START Passage given

# Rhom ID



## flagtail (Aug 7, 2005)

Hello....new here.....looking for help with ID....thanks in advance.


----------



## Joga Bonito (Oct 30, 2004)

welcome to p-fury

nice rhom


----------



## GoJamieGo (Mar 18, 2005)

Cool little serra but its hard to tell exactly what your fish is at that size. Grow him out some more and repost for a better ID.

Welcome to P-Fury


----------



## Fomoris (Mar 13, 2005)

It could be a S. rhombeus but it's a little bit too small for a proper ID I think


----------



## "qickshot" (Apr 19, 2005)

i think its a rhom


----------



## flagtail (Aug 7, 2005)

Thanks for the welcome....and the info.......what would I be looking for, and at what size, in order to tell it was a Black......or even what type of black.....cheers


----------



## Sam (Mar 18, 2004)

END Passage given
START Information shown

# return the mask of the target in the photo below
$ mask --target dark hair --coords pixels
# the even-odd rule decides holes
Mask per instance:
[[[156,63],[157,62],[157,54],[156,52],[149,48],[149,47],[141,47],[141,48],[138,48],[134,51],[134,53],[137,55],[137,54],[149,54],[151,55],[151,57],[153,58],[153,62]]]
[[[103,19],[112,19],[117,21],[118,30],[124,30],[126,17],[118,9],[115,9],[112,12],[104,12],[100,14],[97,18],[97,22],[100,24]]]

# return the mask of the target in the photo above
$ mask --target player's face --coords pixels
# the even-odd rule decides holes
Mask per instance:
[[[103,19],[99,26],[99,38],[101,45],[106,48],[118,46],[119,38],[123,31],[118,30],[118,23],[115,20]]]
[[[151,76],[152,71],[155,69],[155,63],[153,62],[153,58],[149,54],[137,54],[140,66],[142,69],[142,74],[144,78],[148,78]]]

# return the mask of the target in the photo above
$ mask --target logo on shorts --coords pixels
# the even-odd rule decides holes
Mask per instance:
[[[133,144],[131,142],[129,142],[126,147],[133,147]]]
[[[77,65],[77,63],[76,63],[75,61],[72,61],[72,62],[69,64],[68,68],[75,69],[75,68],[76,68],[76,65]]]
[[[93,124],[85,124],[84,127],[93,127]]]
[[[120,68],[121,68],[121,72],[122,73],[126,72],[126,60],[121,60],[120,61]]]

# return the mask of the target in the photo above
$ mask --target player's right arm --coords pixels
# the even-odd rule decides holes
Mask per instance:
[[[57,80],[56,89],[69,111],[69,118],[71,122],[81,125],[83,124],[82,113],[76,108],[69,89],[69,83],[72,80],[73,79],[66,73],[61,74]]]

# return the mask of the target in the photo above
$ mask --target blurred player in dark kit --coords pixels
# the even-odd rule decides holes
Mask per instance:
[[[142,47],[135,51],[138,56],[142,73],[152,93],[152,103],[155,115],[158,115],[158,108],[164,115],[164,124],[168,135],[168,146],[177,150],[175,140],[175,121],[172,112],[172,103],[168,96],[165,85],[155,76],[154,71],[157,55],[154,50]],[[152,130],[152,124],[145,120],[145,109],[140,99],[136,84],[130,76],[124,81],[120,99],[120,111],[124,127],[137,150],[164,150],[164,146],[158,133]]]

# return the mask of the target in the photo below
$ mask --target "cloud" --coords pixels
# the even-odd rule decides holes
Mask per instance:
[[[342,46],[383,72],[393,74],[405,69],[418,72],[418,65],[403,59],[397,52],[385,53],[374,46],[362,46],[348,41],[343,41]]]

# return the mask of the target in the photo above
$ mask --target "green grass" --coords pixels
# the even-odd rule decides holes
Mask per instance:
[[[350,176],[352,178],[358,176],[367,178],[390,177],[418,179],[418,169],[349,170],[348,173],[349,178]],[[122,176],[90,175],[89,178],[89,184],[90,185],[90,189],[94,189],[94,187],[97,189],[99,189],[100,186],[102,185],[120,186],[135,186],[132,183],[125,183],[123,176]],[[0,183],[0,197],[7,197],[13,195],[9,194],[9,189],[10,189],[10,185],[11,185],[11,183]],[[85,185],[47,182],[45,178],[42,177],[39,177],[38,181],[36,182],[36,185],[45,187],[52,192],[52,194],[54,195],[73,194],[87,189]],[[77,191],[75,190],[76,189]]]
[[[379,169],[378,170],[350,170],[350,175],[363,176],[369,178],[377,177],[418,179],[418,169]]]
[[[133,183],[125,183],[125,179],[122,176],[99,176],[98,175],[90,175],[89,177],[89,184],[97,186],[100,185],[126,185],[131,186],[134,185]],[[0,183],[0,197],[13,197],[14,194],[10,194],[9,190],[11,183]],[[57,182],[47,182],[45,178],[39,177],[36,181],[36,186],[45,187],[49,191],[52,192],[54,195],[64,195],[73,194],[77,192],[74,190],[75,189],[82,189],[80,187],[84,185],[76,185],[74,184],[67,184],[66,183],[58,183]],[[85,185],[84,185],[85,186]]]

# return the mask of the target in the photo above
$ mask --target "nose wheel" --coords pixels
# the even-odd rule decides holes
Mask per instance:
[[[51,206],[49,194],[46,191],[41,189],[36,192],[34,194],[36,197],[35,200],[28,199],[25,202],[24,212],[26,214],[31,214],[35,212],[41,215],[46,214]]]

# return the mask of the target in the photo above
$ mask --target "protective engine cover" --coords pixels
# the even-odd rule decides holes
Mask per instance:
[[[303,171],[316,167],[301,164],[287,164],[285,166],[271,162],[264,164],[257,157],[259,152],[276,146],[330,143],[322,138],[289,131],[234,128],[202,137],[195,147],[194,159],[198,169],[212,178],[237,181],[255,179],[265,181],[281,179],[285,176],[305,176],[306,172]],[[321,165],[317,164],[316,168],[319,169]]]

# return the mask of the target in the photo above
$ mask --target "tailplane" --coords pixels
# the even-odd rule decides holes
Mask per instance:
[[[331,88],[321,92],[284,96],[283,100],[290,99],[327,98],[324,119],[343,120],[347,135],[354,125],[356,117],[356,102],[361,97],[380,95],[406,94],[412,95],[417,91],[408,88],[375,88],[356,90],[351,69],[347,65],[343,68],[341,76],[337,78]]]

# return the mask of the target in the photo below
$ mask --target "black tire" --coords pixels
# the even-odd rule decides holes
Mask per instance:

END Information shown

#### What is asked:
1) In the Rhom ID thread, what does GoJamieGo suggest doing to get a better ID of the fish?
2) Based on the Rhom ID thread, answer yes or no to each statement and quote the words that decide it: (a) Fomoris is certain the fish is S. rhombeus. (b) Joga Bonito calls the fish a nice rhom. (c) flagtail asks what size the fish would need to be to tell it was a Black.
3) Carry on the Rhom ID thread from its last line.

#### The answers:
1) Grow the fish out some more and repost it.

2)
(a) No: "It could be a S. rhombeus but it's a little bit too small for a proper ID I think"
(b) Yes: "nice rhom"
(c) Yes: "what would I be looking for, and at what size, in order to tell it was a Black"

3)
flagtail said:


> Thanks for the welcome....and the info.......what would I be looking for, and at what size, in order to tell it was a Black......or even what type of black.....cheers
> [snapback]1155131[/snapback]​


It's definitely a serrasalmus. Give it a few months, till it reaches about 4" then post a new pic.

It looks a lot like my sanchezi at 2".


----------



## b_ack51 (Feb 11, 2003)

From the pic I go with Irritans or rhom, but definately let it grow out some.


----------



## tigger (Mar 19, 2004)

I'm gonna have to agree with everyone, let it grow out a little while. And I also agree with SAM, it does look like a s. Sanchezi. I have 2 myself. If they start to show red around they're gill covers then you might have a sanchezi. I practically posted the same pic of what I thought was a rhom but with the help from everyone here I now know that I have sanchezi. Hey where the heck is Frank?


----------



## Rikimaru (May 3, 2004)

welcome.

Defo a serra but wich one......?? i dunno too small give him a couple of motnhs.


----------



## dweizoro (Apr 1, 2005)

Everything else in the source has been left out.